Ontario Court of Justice
Date: February 22, 2021 Court File No.: 4811-99917-100479-02
Between:
Her Majesty The Queen in Right of Ontario, Respondent
— v. —
GMJ Electric Inc. and Gino Martignago, Appellants
Provincial Offences Appeal
Before: Justice Michael Block
Heard: November 17, 2020
Reasons for Judgment released: February 22, 2021
Counsel: I. Stewart, counsel for the Crown L. Honickman, counsel for the Appellants
Block J.
Introduction
[1] On August 23, 2018 GMJ Electric Inc. (GMJ) was convicted by Justice of the Peace M.H. Conacher of two counts on an information dated April 6, 2017 alleging contraventions of the Occupational Health and Safety Act (the Act). Count 2 alleged that GMJ had failed, as an employer, pursuant to s. 25(1)(c) of the Act to ensure that the measures prescribed by s. 125(1) of Ontario Reg 213/91 were carried out at a workplace on May 10th, 2016. Count 2 was particularized thus: The Defendant failed to ensure that a scaffold was provided for a worker, Julian Bailey.
[2] GMJ was also convicted of count 4 by failing, as an employer, to provide information, instruction and supervision to a worker to protect the health and safety of the worker contrary to OHSA, s. 25(2)(a). Count 4 was particularized thus: The Defendant failed to provide information, instruction and supervision to a worker, Julian Bailey, to protect the health or safety of the worker when working on or from a ladder.
[3] Mr Gino Martignago was convicted of count 3 on the same information alleging that he failed, as a supervisor, to ensure that a worker worked in the manner and with the protective devices, measures and procedures prescribed by s. 125 of the Regulation, contrary to s. 27 (1) (a) of the Act. Count 3 was particularized thus: The Defendant failed to ensure that a scaffold was provided for a worker, Julian Bailey.
[4] The defendants appeal their convictions.
Grounds of Appeal
[5] The appellants raised the following issues:
- Did His Worship circumscribe the appellant’s right to a due diligence defence by adopting an approach of absolute liability in circumstances where the prosecution can prove a hazard existed, regardless of the cause of the accident?
- Did His Worship craft an unworkable protocol that renders employers liable for any accident, regardless of the negligent conduct of the employee?
- Did His Worship err in applying a narrow approach to the definition of supervisor under the OHSA, which resulted in a finding that Mr Martignago was the only supervisor of Mr Bailey?

────

- _Given problem 1_
In the rows from the line with "the rock face." to the line with "[512,13,556,301]", change "Examine" to "Study" and leave everything else as it is.

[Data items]
────

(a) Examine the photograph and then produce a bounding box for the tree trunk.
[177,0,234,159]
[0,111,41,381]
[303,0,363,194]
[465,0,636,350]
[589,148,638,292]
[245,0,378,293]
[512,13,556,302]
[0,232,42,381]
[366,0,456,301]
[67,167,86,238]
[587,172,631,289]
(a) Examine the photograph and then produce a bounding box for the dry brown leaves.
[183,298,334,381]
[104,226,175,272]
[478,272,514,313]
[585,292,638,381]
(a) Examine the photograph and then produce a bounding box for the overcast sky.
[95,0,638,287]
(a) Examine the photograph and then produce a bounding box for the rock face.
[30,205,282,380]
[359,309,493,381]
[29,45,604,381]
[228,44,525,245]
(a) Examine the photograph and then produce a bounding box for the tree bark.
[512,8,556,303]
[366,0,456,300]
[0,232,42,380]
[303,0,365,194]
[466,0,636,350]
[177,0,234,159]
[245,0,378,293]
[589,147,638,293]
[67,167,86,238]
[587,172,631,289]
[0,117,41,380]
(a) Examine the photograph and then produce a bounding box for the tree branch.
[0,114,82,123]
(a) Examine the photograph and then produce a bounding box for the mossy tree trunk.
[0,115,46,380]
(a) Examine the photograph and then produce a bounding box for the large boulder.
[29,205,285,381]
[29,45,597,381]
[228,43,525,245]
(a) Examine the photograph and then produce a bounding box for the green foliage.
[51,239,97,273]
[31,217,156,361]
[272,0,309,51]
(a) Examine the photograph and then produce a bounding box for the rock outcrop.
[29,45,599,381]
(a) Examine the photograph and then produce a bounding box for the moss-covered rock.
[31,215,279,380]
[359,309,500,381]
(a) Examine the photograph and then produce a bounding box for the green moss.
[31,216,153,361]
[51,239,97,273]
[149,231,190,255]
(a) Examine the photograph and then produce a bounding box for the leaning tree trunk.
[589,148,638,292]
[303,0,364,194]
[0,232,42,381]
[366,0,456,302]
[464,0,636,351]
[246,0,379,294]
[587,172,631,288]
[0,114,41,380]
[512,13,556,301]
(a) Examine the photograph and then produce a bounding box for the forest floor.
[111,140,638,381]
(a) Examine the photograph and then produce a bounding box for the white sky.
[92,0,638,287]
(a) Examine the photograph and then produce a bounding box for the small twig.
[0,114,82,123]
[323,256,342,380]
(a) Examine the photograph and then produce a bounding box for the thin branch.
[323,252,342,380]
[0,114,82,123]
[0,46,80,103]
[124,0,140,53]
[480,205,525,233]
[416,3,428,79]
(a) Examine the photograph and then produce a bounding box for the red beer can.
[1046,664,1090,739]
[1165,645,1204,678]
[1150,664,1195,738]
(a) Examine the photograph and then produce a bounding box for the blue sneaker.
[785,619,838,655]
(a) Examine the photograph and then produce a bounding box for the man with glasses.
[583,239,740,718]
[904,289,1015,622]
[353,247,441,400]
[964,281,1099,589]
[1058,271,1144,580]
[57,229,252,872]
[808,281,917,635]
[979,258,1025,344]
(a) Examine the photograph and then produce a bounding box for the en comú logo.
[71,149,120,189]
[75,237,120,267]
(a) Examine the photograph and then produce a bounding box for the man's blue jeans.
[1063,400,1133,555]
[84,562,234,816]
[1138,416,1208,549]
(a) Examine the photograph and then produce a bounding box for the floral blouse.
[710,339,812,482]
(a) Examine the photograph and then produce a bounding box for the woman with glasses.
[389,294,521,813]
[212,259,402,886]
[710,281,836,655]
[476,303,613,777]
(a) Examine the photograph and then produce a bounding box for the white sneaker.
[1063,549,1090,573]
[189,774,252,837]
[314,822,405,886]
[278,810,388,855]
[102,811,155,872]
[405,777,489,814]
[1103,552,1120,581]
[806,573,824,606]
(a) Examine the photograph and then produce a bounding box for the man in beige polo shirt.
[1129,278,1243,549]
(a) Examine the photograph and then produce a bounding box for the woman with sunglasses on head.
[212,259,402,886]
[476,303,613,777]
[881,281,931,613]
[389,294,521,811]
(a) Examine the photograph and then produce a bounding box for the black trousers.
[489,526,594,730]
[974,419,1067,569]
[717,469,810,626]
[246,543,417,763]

────

- _Given problem 2_
Extend the court judgment on the workplace safety appeal by picking up after its final sentence.

- _Response 1_
(a) Study the photograph and then produce a bounding box for the rock face.
[30,205,282,380]
[359,309,493,381]
[29,45,604,381]
[228,44,525,245]
(a) Study the photograph and then produce a bounding box for the tree bark.
[512,8,556,303]
[366,0,456,300]
[0,232,42,380]
[303,0,365,194]
[466,0,636,350]
[177,0,234,159]
[245,0,378,293]
[589,147,638,293]
[67,167,86,238]
[587,172,631,289]
[0,117,41,380]
(a) Study the photograph and then produce a bounding box for the tree branch.
[0,114,82,123]
(a) Study the photograph and then produce a bounding box for the mossy tree trunk.
[0,115,46,380]
(a) Study the photograph and then produce a bounding box for the large boulder.
[29,205,285,381]
[29,45,597,381]
[228,43,525,245]
(a) Study the photograph and then produce a bounding box for the green foliage.
[51,239,97,273]
[31,217,156,361]
[272,0,309,51]
(a) Study the photograph and then produce a bounding box for the rock outcrop.
[29,45,599,381]
(a) Study the photograph and then produce a bounding box for the moss-covered rock.
[31,215,279,380]
[359,309,500,381]
(a) Study the photograph and then produce a bounding box for the green moss.
[31,216,153,361]
[51,239,97,273]
[149,231,190,255]
(a) Study the photograph and then produce a bounding box for the leaning tree trunk.
[589,148,638,292]
[303,0,364,194]
[0,232,42,381]
[366,0,456,302]
[464,0,636,351]
[246,0,379,294]
[587,172,631,288]
[0,114,41,380]
[512,13,556,301]

- _Response 2_
Evidence of a Hazard
[6] On May 10, 2016, an addition and renovation to an existing commercial building was under construction at the Sunwing offices located at 37 Fasken Ave in Toronto. The general contractor was Santoro Construction. GMJ was subcontracted to install conduit pipe and run BX cable through the conduit to the junction boxes located in the plenum; the area between the roof and the dropped ceiling of the addition. This work also involved stripping the cable to prepare it for connection to the junction boxes.
[7] Gregory White and Julian Bailey were employed by GMJ on May 10, 2016 at the Sunwing site working at the tasks described above. On that day Mr Bailey fell from a ten-foot ladder to the floor of the site. He was seriously injured and lost the use of his legs as a result. He had little memory of the event. There was no evidence of Mr Bailey’s actions at the time of the accident. The presiding justice accepted the evidence of Mr White and Mr Bailey in respect of their tasks and the working environment.
[8] The evidence indicated that, in the area of the addition that is the focus of this case, the distance between the concrete floor and the roof was 15 feet, six inches. The distance between the floor and the dropped ceiling was 118 inches. The tasks facing Mr White and Mr Bailey had to be carried out in the 68 inches that constituted the plenum. The evidence made clear that some of the tasks, such as “snaking” cable over top of the beams supporting the roof to reach the junction boxes mounted on the underside of the roof, required the men to work at the top of the plenum. To work at that height of 15 feet, 6 inches, the men would have to stand on the top plate of the ladders.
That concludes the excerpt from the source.